Parts of the exercise
A. Transcribe the blog posts word for word, starting at "Why is it that" and ending at "to be said.".
B. List every date that heads a post in the blog posts.

Quoted text
::::

My constant battle seems to be the same as everyone else's: finding people I like, hanging out with them, finding a way to stay away from the people I don't like, finding a way not to dislike the people I like. Blech.

Monday, June 15, 2009

Things I am really into right now:
1. Tylonel Cold Daytime (Nightime sucks. Know this.)
2. Coffee
3. Frye Harness Boots
4. Peonies
5. Sweet Peas
6. Black
7. Seattle
8. Sea food

Friday, June 12, 2009

I'm trying to start seeing my parents as people, not just voices running around saying crazy things.
Many questions are being asked, and I'm steeling myself for their answers.
Summer project!

Friday, May 29, 2009

Awkwardness

Why is it that all the most awkward nights are always the ones that a. I tell stories about later and b. I have the most fun? Never is there a night when I'm completely comfortable that I am really pleased with. It's always the times that my voice goes too high and I say way too much dumb shit that I end up looking back on and laughing.
24 hour breakfast places also seem to have a really solid role in this... I'm not mad. I am a little mad that my waffle was so small tonight, though. That... needed to be said.

Friday, May 1, 2009

Todaytoday

Too much stress has been managed today! I just took a few hour long break to eat and read and clean and now I'm going to read. Hopefully tomorrow I will get most of a paper done and will have Invisible Man finished. These are the goals.

This makes me smile, though. I secretly love order, even if I'm bad at creating it. Antha, it made me think of you.

Friday, April 24, 2009

Spring WILD

Things that have annoyed me today:
1. people coming into Brook and I's room and commenting on how messy it is. Do they do this when they enter other people's homes? Does no one realize that's super rude, unless you're a mother figure? Next time I go into Amy's room I'm just going to yell that it's too clean and I can't be in there anymore. Jeez Louise.
2. people who come to concerts super drunk and make out/grind for the entire show and are icky.
3. how awesome The Black Keys are. Seriously. So awesome. My brain hurts.

Monday, April 20, 2009

http://kateily.mybrute.com

I found that... And frankly, I'm confused. Become my pupil! Yay!

Wednesday, April 15, 2009

So, I think I have figured out my problem.
Recently I have joined a bunch of groups because I'm finding things I enjoy and doing them. Which seems awesome, and I'm all excited about it, until I remember how ridiculously awkward I am and the fact that there are people in these groups who I don't know, that I will have to make friends with while pretending to be a normal person. No easy feat. So I tend to skulk at meetings, in the back, or leave early because I hate having to put myself out there.

::::

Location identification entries
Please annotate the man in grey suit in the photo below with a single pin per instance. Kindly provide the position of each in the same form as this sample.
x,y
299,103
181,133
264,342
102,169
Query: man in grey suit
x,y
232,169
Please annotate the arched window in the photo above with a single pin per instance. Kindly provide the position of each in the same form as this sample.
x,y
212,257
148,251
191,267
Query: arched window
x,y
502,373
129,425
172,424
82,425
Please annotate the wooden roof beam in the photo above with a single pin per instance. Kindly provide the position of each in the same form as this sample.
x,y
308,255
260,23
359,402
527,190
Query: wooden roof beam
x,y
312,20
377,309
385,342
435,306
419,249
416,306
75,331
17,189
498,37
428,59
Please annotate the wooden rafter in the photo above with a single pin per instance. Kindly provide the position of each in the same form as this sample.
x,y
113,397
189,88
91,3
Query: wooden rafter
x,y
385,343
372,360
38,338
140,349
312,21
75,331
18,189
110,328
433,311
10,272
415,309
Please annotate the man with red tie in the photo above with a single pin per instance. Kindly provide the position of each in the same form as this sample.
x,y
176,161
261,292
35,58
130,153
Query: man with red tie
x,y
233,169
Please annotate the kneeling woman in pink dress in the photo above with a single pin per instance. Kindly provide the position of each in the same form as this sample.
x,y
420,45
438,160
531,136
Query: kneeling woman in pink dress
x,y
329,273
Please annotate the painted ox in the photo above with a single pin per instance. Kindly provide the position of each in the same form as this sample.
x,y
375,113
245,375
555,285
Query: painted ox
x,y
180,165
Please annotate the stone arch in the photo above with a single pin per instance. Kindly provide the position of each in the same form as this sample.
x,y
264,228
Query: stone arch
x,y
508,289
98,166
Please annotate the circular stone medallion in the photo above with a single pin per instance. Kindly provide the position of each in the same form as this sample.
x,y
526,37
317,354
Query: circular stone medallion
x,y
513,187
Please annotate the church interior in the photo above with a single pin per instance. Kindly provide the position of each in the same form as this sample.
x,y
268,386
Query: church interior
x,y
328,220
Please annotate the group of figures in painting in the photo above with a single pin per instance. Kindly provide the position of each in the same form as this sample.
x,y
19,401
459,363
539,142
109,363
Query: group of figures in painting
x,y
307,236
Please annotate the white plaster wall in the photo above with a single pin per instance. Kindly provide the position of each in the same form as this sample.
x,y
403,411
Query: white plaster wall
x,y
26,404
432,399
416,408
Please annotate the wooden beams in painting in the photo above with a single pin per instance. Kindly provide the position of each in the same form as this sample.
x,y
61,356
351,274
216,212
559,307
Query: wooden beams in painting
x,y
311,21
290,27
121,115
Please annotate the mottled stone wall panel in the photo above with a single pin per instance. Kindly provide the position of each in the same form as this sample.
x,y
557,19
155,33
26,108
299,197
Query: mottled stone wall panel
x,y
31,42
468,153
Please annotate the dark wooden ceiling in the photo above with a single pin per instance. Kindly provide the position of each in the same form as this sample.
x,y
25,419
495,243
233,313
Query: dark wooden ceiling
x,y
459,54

::::

List of solutions
A.
Why is it that all the most awkward nights are always the ones that a. I tell stories about later and b. I have the most fun? Never is there a night when I'm completely comfortable that I am really pleased with. It's always the times that my voice goes too high and I say way too much dumb shit that I end up looking back on and laughing.
24 hour breakfast places also seem to have a really solid role in this... I'm not mad. I am a little mad that my waffle was so small tonight, though. That... needed to be said.

B.
Monday, June 15, 2009
Friday, June 12, 2009
Friday, May 29, 2009
Friday, May 1, 2009
Friday, April 24, 2009
Monday, April 20, 2009
Wednesday, April 15, 2009